* _DO THIS_
Reproduce the rows verbatim, covering everything from the line that contains "DETECT concrete utility pole" down to the line that contains "264,108 -> 296,453", with both ends included. Omit the pictures from your copy.

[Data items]
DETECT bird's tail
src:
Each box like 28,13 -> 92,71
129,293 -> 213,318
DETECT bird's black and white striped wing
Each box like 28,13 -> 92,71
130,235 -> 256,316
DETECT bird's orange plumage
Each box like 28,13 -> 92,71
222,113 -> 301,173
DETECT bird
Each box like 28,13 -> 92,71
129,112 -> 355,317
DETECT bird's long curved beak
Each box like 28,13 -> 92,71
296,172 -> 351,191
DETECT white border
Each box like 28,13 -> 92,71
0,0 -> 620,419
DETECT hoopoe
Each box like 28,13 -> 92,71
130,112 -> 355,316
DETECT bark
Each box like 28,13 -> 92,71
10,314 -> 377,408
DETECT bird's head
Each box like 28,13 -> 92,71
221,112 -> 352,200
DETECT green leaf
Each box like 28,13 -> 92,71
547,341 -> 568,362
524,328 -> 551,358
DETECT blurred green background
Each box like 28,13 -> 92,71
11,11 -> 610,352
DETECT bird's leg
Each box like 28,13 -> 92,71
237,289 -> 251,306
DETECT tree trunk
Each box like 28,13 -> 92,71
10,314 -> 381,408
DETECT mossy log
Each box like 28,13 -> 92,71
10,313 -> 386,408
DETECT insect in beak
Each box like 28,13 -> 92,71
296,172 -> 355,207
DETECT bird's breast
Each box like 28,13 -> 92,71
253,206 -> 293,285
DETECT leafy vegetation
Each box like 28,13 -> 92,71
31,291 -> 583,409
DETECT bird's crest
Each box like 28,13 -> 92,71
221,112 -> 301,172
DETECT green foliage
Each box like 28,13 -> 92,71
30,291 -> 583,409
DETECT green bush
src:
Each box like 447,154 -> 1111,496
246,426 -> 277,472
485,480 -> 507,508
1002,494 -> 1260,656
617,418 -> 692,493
==
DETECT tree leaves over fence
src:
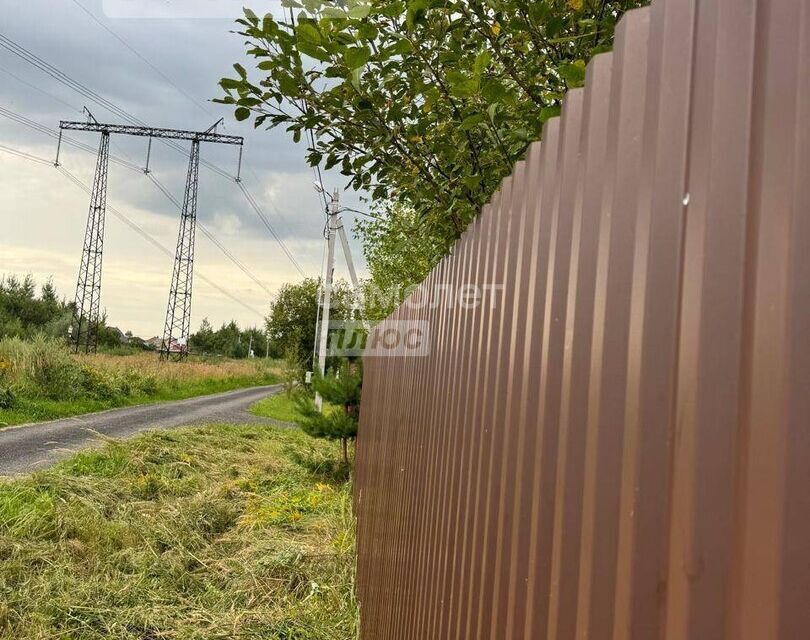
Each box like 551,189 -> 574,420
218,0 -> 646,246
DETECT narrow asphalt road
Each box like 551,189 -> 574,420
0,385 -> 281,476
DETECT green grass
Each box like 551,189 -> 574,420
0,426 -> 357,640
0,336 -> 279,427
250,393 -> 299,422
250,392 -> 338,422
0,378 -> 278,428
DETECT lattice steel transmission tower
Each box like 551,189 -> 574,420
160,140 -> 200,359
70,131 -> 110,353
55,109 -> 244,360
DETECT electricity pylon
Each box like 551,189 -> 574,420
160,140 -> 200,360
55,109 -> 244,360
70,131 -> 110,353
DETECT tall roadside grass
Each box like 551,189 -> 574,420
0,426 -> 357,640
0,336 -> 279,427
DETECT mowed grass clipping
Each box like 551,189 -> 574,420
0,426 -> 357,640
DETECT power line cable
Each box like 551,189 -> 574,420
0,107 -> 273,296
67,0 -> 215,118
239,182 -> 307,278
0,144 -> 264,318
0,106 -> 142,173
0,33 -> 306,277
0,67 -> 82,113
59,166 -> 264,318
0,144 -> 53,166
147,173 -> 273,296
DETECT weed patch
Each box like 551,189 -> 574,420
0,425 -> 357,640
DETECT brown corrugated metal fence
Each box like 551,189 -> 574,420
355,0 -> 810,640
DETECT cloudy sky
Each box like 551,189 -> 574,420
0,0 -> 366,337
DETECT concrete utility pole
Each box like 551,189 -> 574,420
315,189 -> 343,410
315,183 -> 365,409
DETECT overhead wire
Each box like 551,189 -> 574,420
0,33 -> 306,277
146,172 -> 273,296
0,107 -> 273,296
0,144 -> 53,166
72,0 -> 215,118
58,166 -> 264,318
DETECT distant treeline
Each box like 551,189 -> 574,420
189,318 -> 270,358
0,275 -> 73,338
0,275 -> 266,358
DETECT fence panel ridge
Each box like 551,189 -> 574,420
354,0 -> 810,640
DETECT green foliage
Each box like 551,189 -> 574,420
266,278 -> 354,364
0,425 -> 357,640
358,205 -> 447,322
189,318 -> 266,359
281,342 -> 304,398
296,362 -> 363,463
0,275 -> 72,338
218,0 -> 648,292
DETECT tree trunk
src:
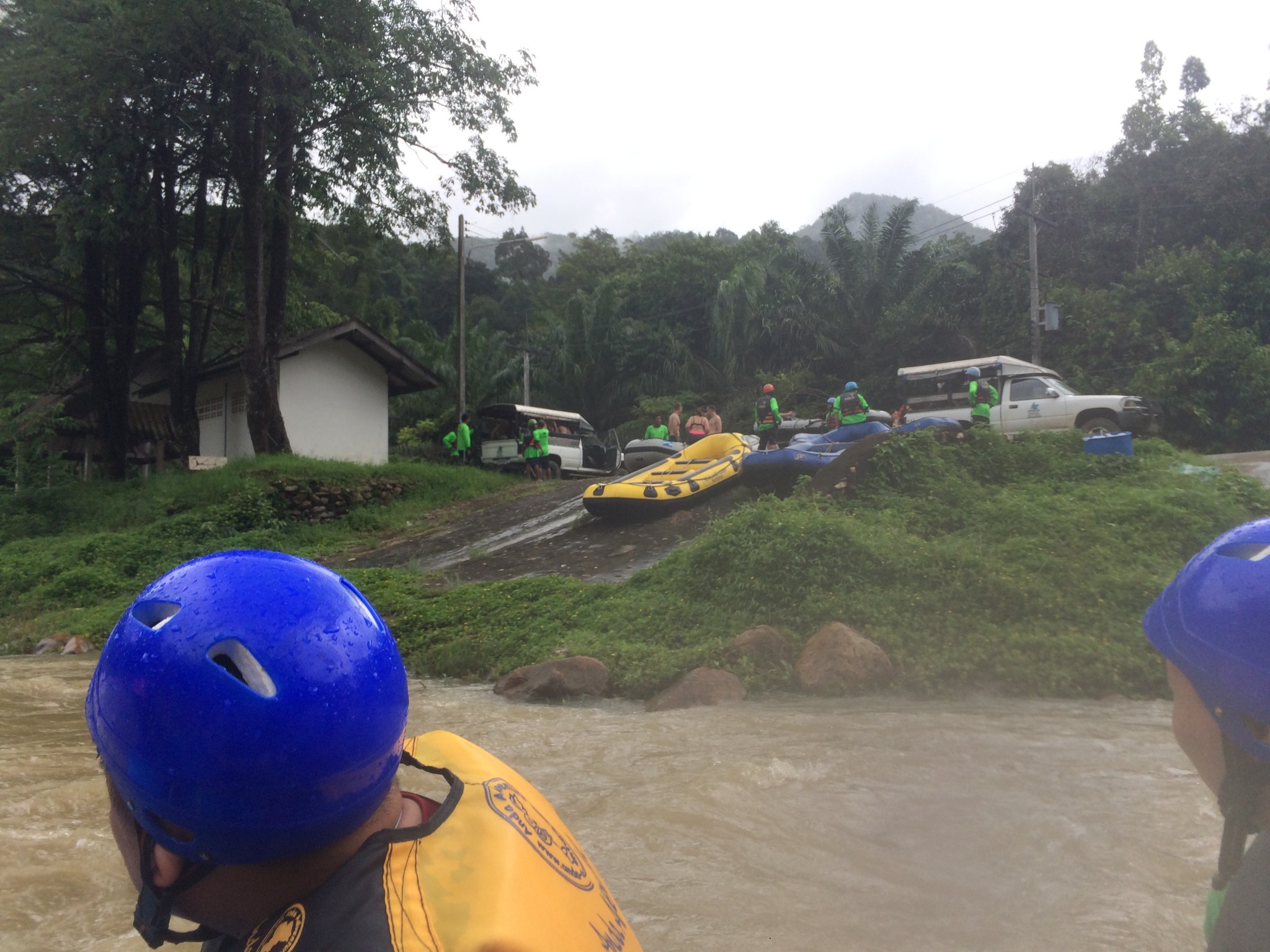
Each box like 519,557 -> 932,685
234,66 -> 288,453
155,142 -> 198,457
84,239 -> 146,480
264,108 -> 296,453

* _ANSWER TO THE PROBLEM_
DETECT concrete utility pole
Each box like 551,189 -> 574,420
315,189 -> 343,410
315,183 -> 365,409
DETECT overhead wire
Each box like 551,189 -> 574,420
0,33 -> 306,277
146,172 -> 273,296
0,107 -> 273,296
0,144 -> 53,166
72,0 -> 215,118
58,166 -> 264,318
DETECT distant treeline
Each box like 551,189 -> 574,420
189,318 -> 270,358
0,275 -> 73,338
0,275 -> 266,358
DETECT fence panel ridge
Each box like 551,189 -> 574,420
354,0 -> 810,640
DETECT green foliage
Each box like 551,189 -> 574,420
266,278 -> 354,364
0,425 -> 357,640
358,205 -> 447,322
189,318 -> 266,359
281,342 -> 304,398
296,362 -> 363,463
0,275 -> 72,338
218,0 -> 648,292
DETECT tree trunk
src:
Each box like 519,557 -> 932,685
234,66 -> 288,453
155,142 -> 198,457
84,239 -> 146,480
264,108 -> 296,453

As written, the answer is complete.